All lines from the one containing "Where can you see the white jersey" through the end of the data below are to be transcribed exactly. Leave out the rest.

Image point grounding data
· · · ·

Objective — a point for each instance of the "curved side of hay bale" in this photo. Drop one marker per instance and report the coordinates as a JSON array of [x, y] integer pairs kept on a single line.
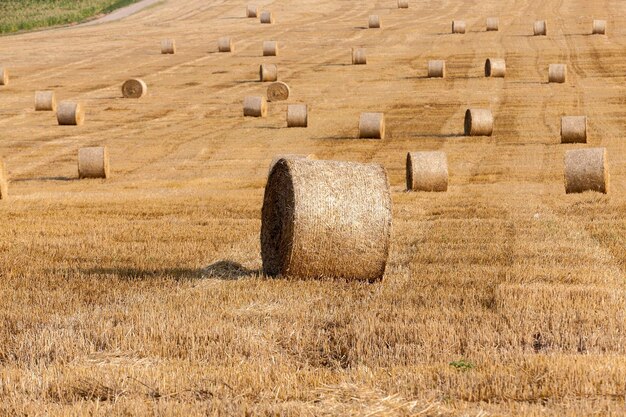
[[478, 122], [426, 171], [93, 162], [586, 170], [574, 129], [255, 106], [70, 113], [326, 219], [45, 101], [134, 88], [372, 126]]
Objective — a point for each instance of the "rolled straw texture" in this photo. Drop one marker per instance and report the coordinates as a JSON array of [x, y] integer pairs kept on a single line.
[[93, 162], [426, 171], [326, 219], [586, 170]]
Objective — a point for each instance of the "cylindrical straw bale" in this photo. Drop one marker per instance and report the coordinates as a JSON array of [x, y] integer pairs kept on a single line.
[[540, 28], [268, 72], [270, 48], [495, 67], [134, 88], [168, 46], [326, 219], [70, 113], [278, 91], [372, 126], [255, 106], [45, 101], [557, 73], [437, 69], [574, 129], [478, 122], [359, 56], [586, 170], [599, 27], [93, 162], [297, 115]]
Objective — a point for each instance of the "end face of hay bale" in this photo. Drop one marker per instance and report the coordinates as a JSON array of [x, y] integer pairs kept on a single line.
[[255, 106], [326, 219], [426, 171], [372, 126], [574, 129], [478, 122], [93, 162], [586, 170], [45, 101], [134, 88]]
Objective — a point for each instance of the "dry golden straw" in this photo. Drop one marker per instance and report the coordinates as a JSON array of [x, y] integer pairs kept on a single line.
[[574, 129], [586, 170], [93, 162], [426, 171], [45, 101], [255, 106], [372, 126], [326, 219], [70, 113], [478, 122], [134, 88]]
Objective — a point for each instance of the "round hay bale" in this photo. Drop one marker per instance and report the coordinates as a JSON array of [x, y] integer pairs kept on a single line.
[[574, 129], [557, 73], [277, 91], [458, 26], [270, 48], [495, 67], [297, 115], [168, 46], [326, 219], [70, 113], [436, 68], [359, 56], [540, 28], [134, 88], [45, 101], [599, 27], [372, 126], [478, 122], [93, 162], [254, 106], [268, 72], [586, 170], [426, 171]]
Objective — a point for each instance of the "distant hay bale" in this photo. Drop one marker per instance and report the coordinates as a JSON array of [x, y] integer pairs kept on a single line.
[[586, 170], [93, 162], [495, 67], [557, 73], [574, 129], [268, 72], [372, 126], [478, 122], [255, 106], [70, 113], [437, 69], [45, 101], [134, 88], [297, 115], [326, 219], [426, 171]]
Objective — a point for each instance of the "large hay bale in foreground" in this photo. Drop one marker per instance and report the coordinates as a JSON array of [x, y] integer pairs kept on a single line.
[[93, 162], [426, 171], [586, 170], [326, 219]]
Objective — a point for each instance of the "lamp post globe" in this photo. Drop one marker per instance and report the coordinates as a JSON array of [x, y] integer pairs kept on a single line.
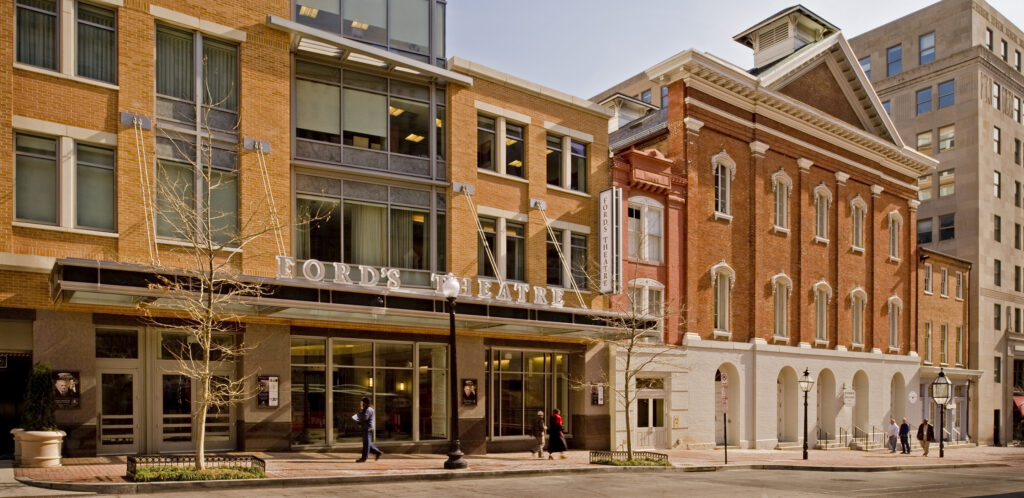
[[941, 392], [450, 289], [806, 382]]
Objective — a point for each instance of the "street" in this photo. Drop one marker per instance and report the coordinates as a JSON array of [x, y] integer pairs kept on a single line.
[[968, 482]]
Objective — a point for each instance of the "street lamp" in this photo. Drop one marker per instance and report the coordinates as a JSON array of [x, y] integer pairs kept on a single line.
[[450, 289], [941, 391], [806, 382]]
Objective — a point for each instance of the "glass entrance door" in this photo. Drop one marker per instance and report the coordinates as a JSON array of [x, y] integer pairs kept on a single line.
[[118, 426]]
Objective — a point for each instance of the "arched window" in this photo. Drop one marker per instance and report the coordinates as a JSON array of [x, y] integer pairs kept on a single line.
[[645, 226], [822, 294], [895, 223], [781, 286], [858, 209], [722, 278], [858, 301], [782, 185], [822, 199], [895, 308], [724, 169]]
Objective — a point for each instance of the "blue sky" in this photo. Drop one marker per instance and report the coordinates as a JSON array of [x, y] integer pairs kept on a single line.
[[585, 46]]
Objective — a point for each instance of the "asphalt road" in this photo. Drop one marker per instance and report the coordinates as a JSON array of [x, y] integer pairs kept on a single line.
[[945, 483]]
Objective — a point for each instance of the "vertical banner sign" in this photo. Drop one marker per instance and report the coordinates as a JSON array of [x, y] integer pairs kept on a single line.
[[610, 241]]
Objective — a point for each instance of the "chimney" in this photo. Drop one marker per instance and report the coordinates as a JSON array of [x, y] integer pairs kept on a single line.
[[784, 33]]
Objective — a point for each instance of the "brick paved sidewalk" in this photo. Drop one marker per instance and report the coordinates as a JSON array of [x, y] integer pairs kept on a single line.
[[112, 469]]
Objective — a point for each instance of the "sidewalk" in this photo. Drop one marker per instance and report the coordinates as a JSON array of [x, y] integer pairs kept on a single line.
[[306, 468]]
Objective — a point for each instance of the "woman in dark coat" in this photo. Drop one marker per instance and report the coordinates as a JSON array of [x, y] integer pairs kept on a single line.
[[556, 440]]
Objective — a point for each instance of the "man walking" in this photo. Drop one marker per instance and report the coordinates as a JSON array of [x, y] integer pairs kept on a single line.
[[540, 429], [925, 434], [904, 437], [893, 434], [367, 419]]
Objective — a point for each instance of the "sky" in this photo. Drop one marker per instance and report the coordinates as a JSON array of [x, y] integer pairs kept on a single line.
[[583, 47]]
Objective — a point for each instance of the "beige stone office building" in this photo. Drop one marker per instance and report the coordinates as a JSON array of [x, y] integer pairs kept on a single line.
[[950, 77]]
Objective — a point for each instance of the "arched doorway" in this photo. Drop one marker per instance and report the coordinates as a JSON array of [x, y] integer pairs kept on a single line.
[[826, 404], [861, 422], [727, 381], [786, 400], [897, 402]]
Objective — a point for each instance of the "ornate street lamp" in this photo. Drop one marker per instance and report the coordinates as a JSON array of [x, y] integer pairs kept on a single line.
[[450, 289], [806, 382], [941, 391]]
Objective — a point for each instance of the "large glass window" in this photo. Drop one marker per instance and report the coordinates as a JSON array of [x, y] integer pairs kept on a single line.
[[523, 383], [94, 187], [36, 178], [37, 32]]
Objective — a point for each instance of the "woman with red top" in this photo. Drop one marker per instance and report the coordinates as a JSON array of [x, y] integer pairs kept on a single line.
[[556, 440]]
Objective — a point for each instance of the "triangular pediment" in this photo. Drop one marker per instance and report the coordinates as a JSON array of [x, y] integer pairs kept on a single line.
[[826, 76]]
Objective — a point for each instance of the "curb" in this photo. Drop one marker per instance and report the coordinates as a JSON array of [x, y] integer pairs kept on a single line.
[[136, 488]]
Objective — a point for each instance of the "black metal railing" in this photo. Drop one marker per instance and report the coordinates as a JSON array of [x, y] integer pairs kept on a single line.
[[212, 461], [596, 456]]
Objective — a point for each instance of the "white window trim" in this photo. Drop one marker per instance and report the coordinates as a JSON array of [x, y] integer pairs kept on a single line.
[[646, 204], [723, 159]]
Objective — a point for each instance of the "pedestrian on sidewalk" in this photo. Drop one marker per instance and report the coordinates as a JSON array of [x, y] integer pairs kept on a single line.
[[367, 419], [926, 434], [893, 434], [904, 437], [540, 430], [556, 440]]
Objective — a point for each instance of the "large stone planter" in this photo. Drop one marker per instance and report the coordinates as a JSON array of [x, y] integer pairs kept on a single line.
[[38, 448]]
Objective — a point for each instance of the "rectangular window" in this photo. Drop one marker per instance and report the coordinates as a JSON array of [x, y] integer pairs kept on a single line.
[[36, 176], [947, 182], [554, 263], [485, 151], [925, 231], [925, 188], [894, 56], [947, 93], [515, 251], [96, 43], [515, 151], [924, 100], [94, 187], [947, 226], [947, 135], [578, 166], [927, 44], [554, 158], [925, 142], [37, 32]]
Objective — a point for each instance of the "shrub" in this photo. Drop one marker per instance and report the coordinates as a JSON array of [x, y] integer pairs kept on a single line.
[[39, 402], [168, 472]]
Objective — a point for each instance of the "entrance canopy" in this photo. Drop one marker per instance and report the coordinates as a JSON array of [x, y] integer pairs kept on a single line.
[[113, 284]]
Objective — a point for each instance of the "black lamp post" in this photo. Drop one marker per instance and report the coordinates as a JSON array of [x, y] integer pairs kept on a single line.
[[806, 382], [450, 289], [941, 391]]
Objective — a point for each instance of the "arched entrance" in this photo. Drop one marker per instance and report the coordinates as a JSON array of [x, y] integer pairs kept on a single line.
[[861, 422], [786, 399], [826, 404], [897, 399], [727, 380]]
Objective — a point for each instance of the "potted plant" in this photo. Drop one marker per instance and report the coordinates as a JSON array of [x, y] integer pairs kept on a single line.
[[38, 442]]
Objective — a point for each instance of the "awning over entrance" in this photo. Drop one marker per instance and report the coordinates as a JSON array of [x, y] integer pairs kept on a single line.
[[318, 42], [113, 284]]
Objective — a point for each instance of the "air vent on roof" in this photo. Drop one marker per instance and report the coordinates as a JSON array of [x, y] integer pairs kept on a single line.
[[773, 36]]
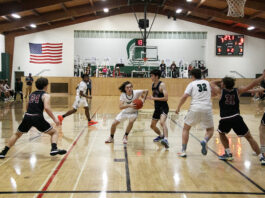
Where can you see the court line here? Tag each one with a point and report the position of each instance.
(138, 192)
(58, 166)
(128, 179)
(232, 166)
(83, 167)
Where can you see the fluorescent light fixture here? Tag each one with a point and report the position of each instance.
(179, 10)
(106, 10)
(16, 16)
(251, 28)
(33, 25)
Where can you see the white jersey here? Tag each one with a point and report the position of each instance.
(200, 92)
(128, 100)
(81, 87)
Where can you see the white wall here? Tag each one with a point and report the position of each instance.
(2, 48)
(251, 63)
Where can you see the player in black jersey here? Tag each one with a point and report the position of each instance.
(38, 101)
(230, 114)
(160, 98)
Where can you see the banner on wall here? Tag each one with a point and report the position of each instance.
(45, 53)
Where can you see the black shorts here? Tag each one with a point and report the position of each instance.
(263, 119)
(37, 121)
(236, 123)
(163, 110)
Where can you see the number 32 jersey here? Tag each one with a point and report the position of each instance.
(36, 105)
(200, 92)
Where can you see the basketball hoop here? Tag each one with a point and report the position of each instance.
(236, 8)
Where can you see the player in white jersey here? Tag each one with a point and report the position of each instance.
(127, 106)
(80, 100)
(200, 110)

· · · ·

* PROBLEM SOLUTION *
Where can you see the white jersey here? Tag each one with a point and report the position of each instance.
(200, 92)
(128, 100)
(81, 87)
Where can you see the white wall here? Tag each one with a point and report the position of each instance.
(2, 48)
(251, 63)
Where can you see the player in black jersey here? Tag each one with a point and report the position of each instance.
(38, 101)
(230, 114)
(160, 98)
Where can you see the banner on wall here? Tag each one with a point and report the position of each instance.
(45, 53)
Where can you see the black shorts here? Tag each one with a point and report the position of each instance.
(263, 119)
(37, 121)
(236, 123)
(163, 110)
Where can you see the number 32 jersey here? Tag each one with a point and report the position of each instance.
(36, 105)
(200, 92)
Where can you see the basketball hoop here? Tag each one with a point and report the position of each instance.
(236, 8)
Where can you see the player in white jersey here? Tag each one with a point and report the position of each instance.
(127, 106)
(80, 100)
(200, 110)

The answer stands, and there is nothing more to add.